- INFORMATION GIVEN -

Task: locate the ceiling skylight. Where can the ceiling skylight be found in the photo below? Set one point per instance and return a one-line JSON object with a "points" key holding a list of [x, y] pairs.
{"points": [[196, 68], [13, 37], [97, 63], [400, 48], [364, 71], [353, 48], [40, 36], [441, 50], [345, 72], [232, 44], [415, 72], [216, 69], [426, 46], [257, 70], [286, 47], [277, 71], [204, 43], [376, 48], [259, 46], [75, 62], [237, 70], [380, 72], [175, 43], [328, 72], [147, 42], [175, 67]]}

---

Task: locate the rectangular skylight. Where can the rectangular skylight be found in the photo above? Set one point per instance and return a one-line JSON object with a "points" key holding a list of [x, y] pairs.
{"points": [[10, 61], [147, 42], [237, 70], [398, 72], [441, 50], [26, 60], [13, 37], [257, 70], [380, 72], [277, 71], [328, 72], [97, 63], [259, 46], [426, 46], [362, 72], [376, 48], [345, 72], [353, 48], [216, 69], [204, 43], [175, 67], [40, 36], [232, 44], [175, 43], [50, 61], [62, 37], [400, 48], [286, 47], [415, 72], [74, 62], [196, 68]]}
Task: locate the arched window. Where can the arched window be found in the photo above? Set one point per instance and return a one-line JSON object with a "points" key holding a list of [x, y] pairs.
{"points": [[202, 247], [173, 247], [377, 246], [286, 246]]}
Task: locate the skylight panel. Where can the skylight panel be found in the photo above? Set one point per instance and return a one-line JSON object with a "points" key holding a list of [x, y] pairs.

- PROMPT -
Rewrite only the data running from the line that contains "Task: locate the arched" through the line that contains "Task: locate the skylight", both included. Put "single-line" in place of "one-line" and leave everything else as it is.

- ANSWER TO THE EXERCISE -
Task: locate the arched window. Where can the arched window be found in the photo above? Set one point per instance and return a single-line JSON object with a "points" key holding a list of [x, y] pairs.
{"points": [[202, 247], [173, 247], [377, 246], [286, 246]]}
Task: locate the skylight panel. Where can the skylight panel be found in the photo above? Set one point per instance and return a single-line JSON object with a "points" key holding a list of [x, y] pairs.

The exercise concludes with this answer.